Supplied information:

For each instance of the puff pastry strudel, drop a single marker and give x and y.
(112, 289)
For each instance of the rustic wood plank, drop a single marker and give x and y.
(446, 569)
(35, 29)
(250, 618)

Exercise directions: Copy the material above line for line, with no changes.

Full solution:
For each instance of the puff pastry strudel, drop a single marker and give x and y.
(112, 289)
For each instance of the rustic wood plank, drop a single marker and give x and y.
(446, 569)
(35, 29)
(250, 618)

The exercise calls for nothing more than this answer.